● What is needed
Skip the pictures. Copy all the rest of the records down exactly.

● Dataset records
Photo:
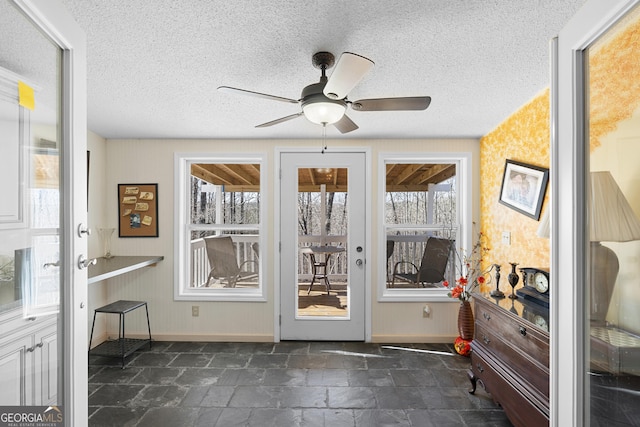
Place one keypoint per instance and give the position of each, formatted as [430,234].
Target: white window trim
[464,213]
[182,291]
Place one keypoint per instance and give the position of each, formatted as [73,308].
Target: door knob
[83,229]
[83,262]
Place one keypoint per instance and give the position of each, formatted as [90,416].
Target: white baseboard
[412,339]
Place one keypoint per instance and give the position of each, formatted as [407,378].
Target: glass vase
[465,321]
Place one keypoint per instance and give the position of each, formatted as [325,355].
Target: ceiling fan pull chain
[324,138]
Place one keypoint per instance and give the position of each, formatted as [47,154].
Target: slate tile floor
[181,384]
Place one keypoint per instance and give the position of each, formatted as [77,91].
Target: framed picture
[138,210]
[523,188]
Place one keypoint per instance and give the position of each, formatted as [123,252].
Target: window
[423,200]
[218,222]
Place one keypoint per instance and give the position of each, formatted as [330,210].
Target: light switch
[506,238]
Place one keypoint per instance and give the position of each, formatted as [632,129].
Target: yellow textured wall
[523,137]
[614,68]
[614,85]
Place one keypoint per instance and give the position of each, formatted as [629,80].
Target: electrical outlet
[426,311]
[506,238]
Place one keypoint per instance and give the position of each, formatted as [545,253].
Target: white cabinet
[28,360]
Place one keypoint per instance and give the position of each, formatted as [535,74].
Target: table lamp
[611,220]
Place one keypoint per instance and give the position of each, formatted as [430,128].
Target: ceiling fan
[326,102]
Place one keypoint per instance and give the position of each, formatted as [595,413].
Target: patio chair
[390,247]
[432,266]
[318,268]
[223,261]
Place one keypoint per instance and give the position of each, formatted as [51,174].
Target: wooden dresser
[510,357]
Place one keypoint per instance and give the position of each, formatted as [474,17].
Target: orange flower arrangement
[471,275]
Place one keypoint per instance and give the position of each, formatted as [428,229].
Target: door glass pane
[323,289]
[30,244]
[612,304]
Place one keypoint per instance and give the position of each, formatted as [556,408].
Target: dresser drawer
[521,408]
[512,329]
[522,364]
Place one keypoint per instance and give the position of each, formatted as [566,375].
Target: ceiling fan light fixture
[324,111]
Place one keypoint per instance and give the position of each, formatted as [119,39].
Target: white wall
[151,161]
[97,216]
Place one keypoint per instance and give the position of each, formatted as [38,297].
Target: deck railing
[406,248]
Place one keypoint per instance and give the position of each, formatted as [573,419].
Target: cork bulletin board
[138,210]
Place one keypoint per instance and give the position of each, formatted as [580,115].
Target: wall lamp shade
[321,110]
[611,219]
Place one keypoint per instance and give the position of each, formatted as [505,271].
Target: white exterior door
[323,219]
[43,287]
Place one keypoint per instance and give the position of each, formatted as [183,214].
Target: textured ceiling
[154,66]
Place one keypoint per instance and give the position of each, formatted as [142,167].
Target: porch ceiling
[400,176]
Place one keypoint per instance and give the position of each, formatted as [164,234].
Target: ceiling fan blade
[280,120]
[346,75]
[233,90]
[345,125]
[392,104]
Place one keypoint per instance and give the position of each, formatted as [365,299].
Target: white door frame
[52,18]
[277,230]
[568,245]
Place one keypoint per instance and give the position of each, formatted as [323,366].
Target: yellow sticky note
[25,96]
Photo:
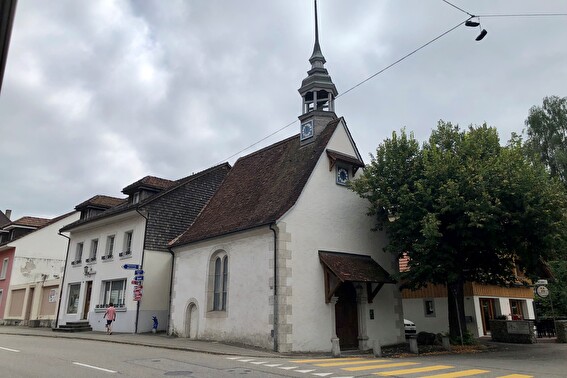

● Expected answer
Photo:
Place one keypoint per instance and give the position of each, formatted as [430,234].
Target: white window trim
[464,213]
[182,291]
Place one keypoint per instance and give the position of each, formatted as [73,308].
Target: door knob
[83,229]
[83,262]
Place one keypoint per instance and give the position of each, formatted as [90,416].
Target: white baseboard
[412,339]
Place one keypoint per instance and give the position of each, formatted as [407,378].
Target: glass vase
[465,321]
Place one keypoint per instance and give the position of each, formatted as [325,355].
Target: ceiling fan pull chain
[324,138]
Place one keypoint per instance and give the position of each, formatted as [47,154].
Target: slate tile floor
[181,384]
Place one keypoint per instance and give the position of each, formatted as [77,91].
Target: framed picture
[138,210]
[523,188]
Place one keypoint per instance and give the position of each, formatted as [123,252].
Target: window
[423,200]
[218,222]
Place one keypoint per instance and give the position of each, formatted as [330,210].
Target: light switch
[506,238]
Place one keypoint per instance and give the position of each, formatted as [632,129].
Target: yellow textured wall
[523,137]
[614,68]
[614,85]
Place one keypoint per instance and give the position of each, formatted as [629,80].
Target: electrical outlet
[426,311]
[506,238]
Place one keypoint per instance and give the position of each, formatted as [545,253].
Target: white cabinet
[28,360]
Place one keypoint per instance and give the position of each, formatted as [535,74].
Target: table lamp
[611,220]
Place one keypoint per instance and give the position of each, formatted as [430,128].
Target: ceiling fan
[326,102]
Place one keypoint per instance and give the position of each, formatted as [595,413].
Target: patio chair
[390,247]
[432,266]
[318,268]
[223,261]
Place one keypoint per instance and give the position of each, formatted as [51,174].
Target: wooden dresser
[510,357]
Place one keypoint per instance and give the position of each, formatted as [474,17].
Target: orange flower arrangement
[471,275]
Place one keypoint per instance and give the position of each, formatted as [428,229].
Target: door glass pane
[323,289]
[30,244]
[612,304]
Place one keypoint per instance and give the position of each, formatted as [556,408].
Target: dresser drawer
[521,408]
[512,329]
[522,364]
Place one keypoint per instance and give the position of each, formatted as [566,375].
Target: ceiling fan light fixture
[324,111]
Place one keypoint per instance and give the position of each, formatted as [119,39].
Target: white wall
[151,161]
[97,216]
Place one keypoint per instance and give the position of each, formatted as [38,297].
Target: deck railing
[406,248]
Place one keypoint per instance and give the position of each, formatted as [573,419].
Target: cork bulletin board
[138,210]
Place one keypoint per instance and give the position of each, formatted as [580,115].
Target: wall lamp shade
[321,110]
[611,219]
Place one keypoint per instance and give the position of each, formatted as [505,271].
Target: white exterior door
[323,219]
[43,287]
Place one keypoint per instance and give the position of each, formatted as [183,214].
Target: textured ceiling
[154,66]
Place one keypoint per instance and give the position of each, formatted as [142,167].
Target: porch ceiling
[400,176]
Place one keypoint per instance and give the position of each, formatted as [164,234].
Target: ceiling fan blade
[280,120]
[346,75]
[233,90]
[345,125]
[392,104]
Place one keypoint per instance and give the position of each, formatted as [365,299].
Target: white door frame
[52,18]
[277,230]
[568,245]
Place one keypoint per instance and give the position of each, formatted as [323,366].
Target: yellow sticky note
[25,96]
Photo:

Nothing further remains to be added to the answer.